To be done:
[A] In the passage on animation and CGI below, rewrite the paragraph beginning "That's the danger of CGI" as a shorter paragraph that keeps its main facts.
[B] Answer these questions using the passage on animation and CGI below, with one answer per line, marked the same way:
(i) Whose background artwork in Bambi does the writer praise?
(ii) According to the response from the President of Disney animation, what would Disney CGI have more of than Pixar?
(iii) Which Pixar short cartoon does the writer suggest comparing with the Chicken Little trailer?
[C] List every film or cartoon title named in the passage on animation and CGI below.

## begin Text provided

And I'll just repeat myself -- animation is not reality. The ethereal, abstract pastels of Bambi cannot be captured or achieved by a live-action lens. The backgrounds are a suggestion of a forest, with some foreground detail, and your mind does the rest. It is visual poetry, not reality.

Animation is a caricature of life, not a reproduction of it. That has always been its greatest strength...its freedom from the real world. Personally, I don't want to see a CGI remake of Bambi in which every single leaf and twig in a 1,000-mile radius is faithfully replicated via computer and operating in perfect perspective. The suggestive background artwork of Ty Wong in that film is far more bold, far more impressive, far more personal to my eyes.

That's the danger of CGI -- it has the potential of robbing films of the romance of film craft. People watch the asteroid chase in Empire Strikes Back and gasp at the work and ingenuity involved in creating those scenes. People watch the asteroid chase in Episode II and shrug and say, "Eh..computers."

One of the Disney animators who was laid off in Florida challenged the President of Disney animation to specifically name how Disney's CGI work was going to distinguish itself from all the other CGI outfits. The response was that Pixar was copying the Disney films, and that Disney CGI was going to have more songs than Pixar. I kid you not, that's the substance of the response.

Has anyone seen the trailer for Chicken Little? If you were to turn the sound off and watch that trailer and then watch 45 seconds of the short cartoon, For the Birds by Pixar, would you be able to tell which company did which work of animation, just by looking at it?

## end Text provided
## begin Data listing

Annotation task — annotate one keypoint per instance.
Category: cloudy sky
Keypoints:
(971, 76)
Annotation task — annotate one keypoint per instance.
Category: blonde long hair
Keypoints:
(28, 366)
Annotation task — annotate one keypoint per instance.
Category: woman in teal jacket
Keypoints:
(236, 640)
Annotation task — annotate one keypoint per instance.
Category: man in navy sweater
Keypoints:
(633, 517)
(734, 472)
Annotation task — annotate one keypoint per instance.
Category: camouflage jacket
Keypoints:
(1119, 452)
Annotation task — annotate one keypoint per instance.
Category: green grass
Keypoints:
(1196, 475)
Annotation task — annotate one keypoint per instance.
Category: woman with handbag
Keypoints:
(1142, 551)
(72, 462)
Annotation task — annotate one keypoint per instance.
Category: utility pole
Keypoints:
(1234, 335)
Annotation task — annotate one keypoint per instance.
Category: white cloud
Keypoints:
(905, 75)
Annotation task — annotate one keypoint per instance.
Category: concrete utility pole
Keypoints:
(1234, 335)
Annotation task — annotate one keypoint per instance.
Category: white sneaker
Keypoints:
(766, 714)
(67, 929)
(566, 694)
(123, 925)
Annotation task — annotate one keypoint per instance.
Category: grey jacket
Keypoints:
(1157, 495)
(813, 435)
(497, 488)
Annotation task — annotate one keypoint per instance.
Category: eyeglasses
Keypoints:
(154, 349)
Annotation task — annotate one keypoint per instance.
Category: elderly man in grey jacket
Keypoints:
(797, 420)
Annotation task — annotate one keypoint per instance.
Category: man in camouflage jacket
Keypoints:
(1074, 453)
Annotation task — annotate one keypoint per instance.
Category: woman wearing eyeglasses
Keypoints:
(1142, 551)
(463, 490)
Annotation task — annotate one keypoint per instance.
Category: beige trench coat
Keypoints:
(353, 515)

## end Data listing

Solutions for each task:
[A] CGI risks taking the romance of film craft out of movies. Audiences marvel at the work and ingenuity behind the asteroid chase in Empire Strikes Back, but they shrug at the one in Episode II and credit it to computers.

[B]
(i) Ty Wong
(ii) Songs
(iii) For the Birds

[C]
Bambi
Empire Strikes Back
Episode II
Chicken Little
For the Birds